### Problem statement
Set down exactly the lines from the one containing "Please indicate the castle" through the last line of the data below, and no others.

::::::::::

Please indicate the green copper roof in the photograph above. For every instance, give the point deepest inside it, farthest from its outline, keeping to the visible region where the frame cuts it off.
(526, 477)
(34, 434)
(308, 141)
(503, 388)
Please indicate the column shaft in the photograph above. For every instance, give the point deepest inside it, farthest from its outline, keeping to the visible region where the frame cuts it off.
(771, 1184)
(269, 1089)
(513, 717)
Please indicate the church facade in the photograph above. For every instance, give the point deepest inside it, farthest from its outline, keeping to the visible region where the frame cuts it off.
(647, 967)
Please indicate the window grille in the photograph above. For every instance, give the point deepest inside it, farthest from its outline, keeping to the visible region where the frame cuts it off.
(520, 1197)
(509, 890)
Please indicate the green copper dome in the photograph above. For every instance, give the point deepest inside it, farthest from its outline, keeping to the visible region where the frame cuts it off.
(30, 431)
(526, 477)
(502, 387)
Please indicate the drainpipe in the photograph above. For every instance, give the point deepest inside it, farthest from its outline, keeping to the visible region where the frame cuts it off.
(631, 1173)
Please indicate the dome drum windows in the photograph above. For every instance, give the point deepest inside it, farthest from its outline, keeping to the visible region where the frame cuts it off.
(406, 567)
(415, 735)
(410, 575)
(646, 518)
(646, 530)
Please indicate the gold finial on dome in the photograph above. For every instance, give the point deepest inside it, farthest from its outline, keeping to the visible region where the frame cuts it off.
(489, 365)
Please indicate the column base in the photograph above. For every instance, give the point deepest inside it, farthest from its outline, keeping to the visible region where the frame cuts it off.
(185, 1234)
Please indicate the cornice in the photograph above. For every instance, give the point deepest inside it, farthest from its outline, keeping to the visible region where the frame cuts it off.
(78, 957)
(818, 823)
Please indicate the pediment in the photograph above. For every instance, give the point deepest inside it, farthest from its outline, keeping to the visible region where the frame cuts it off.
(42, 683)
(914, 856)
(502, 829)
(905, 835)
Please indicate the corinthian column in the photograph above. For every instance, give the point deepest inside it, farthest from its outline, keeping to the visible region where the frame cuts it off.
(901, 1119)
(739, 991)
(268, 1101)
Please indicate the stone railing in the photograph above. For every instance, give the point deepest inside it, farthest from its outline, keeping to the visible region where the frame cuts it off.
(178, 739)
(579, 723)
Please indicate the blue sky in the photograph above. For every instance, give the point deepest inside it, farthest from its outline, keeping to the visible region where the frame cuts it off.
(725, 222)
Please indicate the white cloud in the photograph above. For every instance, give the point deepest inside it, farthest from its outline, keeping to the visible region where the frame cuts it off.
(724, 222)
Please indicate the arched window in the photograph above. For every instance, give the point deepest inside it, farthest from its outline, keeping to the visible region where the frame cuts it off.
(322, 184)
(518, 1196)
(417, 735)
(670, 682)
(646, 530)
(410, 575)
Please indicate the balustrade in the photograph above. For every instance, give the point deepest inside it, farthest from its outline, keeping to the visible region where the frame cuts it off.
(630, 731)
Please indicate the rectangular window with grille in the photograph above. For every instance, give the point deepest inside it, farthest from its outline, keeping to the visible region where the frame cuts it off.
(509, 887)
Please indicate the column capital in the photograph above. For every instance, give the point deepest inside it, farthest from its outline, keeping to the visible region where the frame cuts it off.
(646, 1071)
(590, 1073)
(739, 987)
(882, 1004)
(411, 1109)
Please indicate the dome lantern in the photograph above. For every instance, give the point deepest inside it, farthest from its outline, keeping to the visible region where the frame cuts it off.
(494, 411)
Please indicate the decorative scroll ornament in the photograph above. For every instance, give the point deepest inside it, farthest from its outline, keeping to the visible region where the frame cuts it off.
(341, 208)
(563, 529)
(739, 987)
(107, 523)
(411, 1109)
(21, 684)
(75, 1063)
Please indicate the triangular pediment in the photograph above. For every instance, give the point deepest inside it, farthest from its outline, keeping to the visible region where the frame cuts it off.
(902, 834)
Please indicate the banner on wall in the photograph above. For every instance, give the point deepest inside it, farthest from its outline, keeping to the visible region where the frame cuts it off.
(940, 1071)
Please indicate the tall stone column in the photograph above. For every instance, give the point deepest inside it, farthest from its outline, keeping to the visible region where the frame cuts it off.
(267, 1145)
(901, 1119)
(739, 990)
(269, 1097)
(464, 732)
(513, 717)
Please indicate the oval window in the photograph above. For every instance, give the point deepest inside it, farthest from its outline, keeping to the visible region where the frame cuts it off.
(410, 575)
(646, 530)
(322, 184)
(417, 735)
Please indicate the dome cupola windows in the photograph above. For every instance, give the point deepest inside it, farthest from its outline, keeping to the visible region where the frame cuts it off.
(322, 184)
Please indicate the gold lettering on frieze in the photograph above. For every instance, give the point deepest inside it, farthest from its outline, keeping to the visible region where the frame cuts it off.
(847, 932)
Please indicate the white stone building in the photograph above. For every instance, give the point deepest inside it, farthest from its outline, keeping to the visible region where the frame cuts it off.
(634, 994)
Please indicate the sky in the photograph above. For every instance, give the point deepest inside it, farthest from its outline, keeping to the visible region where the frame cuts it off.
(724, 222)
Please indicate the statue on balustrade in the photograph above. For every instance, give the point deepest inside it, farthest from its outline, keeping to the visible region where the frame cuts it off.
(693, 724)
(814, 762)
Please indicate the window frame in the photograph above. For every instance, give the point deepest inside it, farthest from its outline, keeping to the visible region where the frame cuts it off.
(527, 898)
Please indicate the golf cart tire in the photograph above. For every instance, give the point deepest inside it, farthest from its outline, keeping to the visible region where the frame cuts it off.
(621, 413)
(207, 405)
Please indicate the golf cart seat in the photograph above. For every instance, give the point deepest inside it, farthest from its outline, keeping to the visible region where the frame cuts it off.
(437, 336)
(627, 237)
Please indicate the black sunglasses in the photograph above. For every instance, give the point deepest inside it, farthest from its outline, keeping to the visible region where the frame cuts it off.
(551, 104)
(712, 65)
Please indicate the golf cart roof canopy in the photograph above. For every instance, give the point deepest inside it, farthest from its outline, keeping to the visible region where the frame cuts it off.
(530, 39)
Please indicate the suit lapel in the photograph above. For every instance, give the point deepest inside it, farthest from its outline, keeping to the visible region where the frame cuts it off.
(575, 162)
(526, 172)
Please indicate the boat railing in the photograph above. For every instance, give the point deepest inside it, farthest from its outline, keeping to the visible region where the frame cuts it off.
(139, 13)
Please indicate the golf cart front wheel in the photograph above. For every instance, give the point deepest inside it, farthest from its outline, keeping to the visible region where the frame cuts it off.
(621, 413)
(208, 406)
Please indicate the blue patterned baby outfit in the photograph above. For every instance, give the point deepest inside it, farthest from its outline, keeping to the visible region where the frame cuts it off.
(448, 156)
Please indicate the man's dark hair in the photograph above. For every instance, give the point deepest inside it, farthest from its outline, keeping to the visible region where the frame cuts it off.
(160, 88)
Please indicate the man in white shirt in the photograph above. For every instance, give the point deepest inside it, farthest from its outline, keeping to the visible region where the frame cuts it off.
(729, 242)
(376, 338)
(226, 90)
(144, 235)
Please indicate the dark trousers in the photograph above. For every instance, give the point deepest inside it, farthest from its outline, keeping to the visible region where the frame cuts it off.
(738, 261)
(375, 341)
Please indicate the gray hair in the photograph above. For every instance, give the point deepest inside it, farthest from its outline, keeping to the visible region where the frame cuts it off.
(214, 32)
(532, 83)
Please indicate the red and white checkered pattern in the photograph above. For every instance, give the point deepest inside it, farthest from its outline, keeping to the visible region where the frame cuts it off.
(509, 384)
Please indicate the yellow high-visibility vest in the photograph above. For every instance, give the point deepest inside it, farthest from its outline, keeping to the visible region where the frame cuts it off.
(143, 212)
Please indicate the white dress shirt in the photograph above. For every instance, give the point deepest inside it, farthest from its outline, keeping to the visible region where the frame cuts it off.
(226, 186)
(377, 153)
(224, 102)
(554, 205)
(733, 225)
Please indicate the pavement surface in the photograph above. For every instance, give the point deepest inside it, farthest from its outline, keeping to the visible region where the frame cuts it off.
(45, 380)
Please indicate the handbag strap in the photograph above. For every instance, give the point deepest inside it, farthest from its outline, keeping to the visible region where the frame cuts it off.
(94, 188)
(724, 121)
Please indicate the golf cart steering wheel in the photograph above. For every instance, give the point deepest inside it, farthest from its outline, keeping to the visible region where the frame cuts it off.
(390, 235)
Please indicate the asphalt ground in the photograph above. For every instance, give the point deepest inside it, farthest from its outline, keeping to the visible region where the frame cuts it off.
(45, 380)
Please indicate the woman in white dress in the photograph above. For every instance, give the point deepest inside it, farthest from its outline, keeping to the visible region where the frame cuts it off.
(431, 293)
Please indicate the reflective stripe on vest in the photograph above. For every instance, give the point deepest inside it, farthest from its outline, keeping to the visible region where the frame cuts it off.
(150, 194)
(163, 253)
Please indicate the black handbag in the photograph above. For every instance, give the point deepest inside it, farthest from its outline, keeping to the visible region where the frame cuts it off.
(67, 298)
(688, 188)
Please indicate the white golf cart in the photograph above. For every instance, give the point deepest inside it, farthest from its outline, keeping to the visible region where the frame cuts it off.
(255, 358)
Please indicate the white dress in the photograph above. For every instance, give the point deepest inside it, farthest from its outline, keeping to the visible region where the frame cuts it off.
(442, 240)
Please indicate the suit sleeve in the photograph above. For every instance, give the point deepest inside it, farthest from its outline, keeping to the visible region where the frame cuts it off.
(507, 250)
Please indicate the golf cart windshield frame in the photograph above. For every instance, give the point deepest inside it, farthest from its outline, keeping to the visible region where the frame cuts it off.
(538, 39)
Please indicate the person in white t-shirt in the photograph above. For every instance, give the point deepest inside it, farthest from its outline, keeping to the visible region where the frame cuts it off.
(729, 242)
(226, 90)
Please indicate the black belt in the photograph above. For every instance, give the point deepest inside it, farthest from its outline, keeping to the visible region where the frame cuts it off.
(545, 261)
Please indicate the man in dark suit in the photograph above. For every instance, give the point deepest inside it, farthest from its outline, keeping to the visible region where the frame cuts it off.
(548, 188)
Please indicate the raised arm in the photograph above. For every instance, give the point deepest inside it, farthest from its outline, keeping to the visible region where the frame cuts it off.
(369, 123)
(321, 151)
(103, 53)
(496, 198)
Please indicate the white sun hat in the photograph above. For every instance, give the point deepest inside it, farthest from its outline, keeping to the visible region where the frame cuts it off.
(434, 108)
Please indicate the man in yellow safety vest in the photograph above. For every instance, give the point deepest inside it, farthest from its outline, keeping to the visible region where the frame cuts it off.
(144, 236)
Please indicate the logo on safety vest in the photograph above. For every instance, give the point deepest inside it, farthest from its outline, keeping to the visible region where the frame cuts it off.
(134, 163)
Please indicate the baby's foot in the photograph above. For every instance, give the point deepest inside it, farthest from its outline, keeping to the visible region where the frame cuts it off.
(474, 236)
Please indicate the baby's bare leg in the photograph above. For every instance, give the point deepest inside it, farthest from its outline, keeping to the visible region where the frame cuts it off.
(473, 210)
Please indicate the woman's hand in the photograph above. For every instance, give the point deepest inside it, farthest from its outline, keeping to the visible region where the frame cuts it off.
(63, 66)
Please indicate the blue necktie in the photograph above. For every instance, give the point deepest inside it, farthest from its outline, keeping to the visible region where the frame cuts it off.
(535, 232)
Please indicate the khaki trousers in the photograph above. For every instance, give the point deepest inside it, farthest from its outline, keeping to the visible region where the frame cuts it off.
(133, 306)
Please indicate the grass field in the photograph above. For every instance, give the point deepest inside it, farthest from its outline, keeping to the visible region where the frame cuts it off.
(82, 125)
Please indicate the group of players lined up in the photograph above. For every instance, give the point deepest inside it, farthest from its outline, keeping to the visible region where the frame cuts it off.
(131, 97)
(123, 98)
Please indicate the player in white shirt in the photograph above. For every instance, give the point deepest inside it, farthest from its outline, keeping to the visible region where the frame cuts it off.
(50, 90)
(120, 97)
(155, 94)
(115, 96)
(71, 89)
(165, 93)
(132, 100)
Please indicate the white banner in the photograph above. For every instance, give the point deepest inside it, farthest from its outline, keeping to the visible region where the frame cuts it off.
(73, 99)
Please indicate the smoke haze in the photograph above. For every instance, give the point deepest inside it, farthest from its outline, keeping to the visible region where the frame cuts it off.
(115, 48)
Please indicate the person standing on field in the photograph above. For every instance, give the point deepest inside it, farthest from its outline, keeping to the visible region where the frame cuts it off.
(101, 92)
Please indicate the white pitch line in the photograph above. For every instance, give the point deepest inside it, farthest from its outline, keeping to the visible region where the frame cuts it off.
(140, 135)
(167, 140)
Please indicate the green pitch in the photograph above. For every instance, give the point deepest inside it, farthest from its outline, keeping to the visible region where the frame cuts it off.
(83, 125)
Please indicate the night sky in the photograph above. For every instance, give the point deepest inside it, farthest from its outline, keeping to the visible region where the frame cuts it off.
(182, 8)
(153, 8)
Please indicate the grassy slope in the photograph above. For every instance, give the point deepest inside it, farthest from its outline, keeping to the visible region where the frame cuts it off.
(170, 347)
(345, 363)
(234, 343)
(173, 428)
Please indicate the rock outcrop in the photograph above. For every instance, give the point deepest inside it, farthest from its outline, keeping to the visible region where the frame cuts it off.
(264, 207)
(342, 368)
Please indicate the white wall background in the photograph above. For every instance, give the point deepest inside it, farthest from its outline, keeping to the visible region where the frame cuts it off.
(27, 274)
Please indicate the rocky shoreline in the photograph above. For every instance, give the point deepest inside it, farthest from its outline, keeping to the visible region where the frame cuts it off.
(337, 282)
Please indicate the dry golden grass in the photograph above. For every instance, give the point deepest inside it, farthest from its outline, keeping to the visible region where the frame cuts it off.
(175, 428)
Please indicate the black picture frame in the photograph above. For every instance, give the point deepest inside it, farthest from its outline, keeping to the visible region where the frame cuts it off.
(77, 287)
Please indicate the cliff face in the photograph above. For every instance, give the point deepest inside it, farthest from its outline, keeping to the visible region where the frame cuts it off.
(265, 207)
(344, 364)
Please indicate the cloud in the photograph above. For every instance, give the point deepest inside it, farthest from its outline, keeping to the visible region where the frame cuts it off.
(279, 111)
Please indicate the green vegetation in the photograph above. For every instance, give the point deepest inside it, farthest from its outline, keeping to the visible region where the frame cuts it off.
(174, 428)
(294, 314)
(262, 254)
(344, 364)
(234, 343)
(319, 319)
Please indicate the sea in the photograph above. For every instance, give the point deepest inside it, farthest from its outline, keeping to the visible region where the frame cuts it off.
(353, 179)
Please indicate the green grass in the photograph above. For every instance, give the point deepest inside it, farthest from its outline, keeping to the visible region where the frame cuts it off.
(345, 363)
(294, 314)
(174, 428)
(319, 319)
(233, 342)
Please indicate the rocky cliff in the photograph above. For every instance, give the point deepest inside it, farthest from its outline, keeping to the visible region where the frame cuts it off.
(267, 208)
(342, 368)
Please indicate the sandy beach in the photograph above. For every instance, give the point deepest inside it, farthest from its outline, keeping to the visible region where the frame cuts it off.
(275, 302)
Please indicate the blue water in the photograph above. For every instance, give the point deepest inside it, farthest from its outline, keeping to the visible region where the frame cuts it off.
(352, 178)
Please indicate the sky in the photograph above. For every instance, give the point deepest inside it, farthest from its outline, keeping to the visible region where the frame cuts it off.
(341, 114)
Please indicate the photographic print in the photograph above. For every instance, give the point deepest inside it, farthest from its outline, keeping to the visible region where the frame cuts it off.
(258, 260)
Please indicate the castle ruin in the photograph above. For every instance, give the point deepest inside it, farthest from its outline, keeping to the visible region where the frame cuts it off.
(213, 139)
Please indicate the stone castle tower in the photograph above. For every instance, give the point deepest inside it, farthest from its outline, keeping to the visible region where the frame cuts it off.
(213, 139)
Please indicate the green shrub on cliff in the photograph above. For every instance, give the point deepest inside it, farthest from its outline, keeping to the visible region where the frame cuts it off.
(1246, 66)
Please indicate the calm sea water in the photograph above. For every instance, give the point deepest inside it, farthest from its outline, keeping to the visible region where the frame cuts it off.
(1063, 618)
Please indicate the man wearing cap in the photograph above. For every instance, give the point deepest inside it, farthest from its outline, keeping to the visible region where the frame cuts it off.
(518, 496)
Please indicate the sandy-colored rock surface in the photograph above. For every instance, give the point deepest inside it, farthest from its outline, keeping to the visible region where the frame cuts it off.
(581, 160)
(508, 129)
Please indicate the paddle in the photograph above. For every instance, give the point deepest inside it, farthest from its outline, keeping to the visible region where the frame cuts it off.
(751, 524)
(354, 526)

::::::::::

### Written solution
Please indicate the castle ruin in the photograph above. For every instance, give the point deepest inside it, farthest from its outline, keeping to the visible region where the frame cuts it off.
(213, 139)
Please indicate the stone castle tower in the photograph above. For every instance, give the point deepest inside it, farthest from its outline, keeping to the visible region where the frame cuts it off.
(213, 139)
Please indicate the green shrub on cliff in the photograph above. For every instance, give the point deepest inside it, farthest from its outline, keeping to the visible region where the frame cuts it off.
(1246, 66)
Please indicate the calm sea water in the photograph above. For every instance, give the point deepest inside it, farthest from its outline, keeping to the visible region where the frame cuts it off.
(1063, 618)
Please indicate the man wearing cap in the photograph above. For every instance, give the point deepest inside it, farthest from its outline, keeping to the visible region where the frame cuts it off.
(518, 496)
Please indicate the sandy-colored rock surface in the photograph above. For every instance, give the point deepest inside it, farthest from its outline, keeping to the visible region where the frame cuts it off.
(581, 160)
(508, 129)
Please indicate the paddle in the photograph above. For every instance, give the point deepest inside it, farthest from its outline, keeping to the visible region where the frame cuts it off.
(751, 524)
(354, 526)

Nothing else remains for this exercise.